Copy out all the records with "black glove" swapped for "dark glove" and every other part unchanged, omitting the pictures.

- [Data for this task]:
_____
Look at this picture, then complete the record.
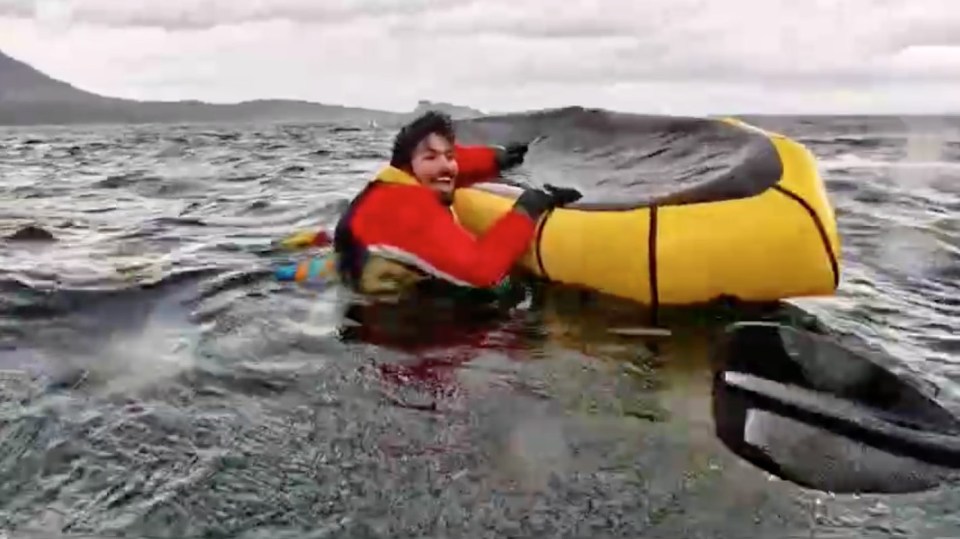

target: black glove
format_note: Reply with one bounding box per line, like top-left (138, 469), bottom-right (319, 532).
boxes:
top-left (497, 142), bottom-right (530, 170)
top-left (513, 184), bottom-right (583, 221)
_____
- [Final result]:
Look at this picture, then complete the record.

target: dark glove
format_note: Reply with one bounding box per line, like top-left (138, 469), bottom-right (319, 532).
boxes:
top-left (497, 142), bottom-right (530, 170)
top-left (513, 184), bottom-right (583, 221)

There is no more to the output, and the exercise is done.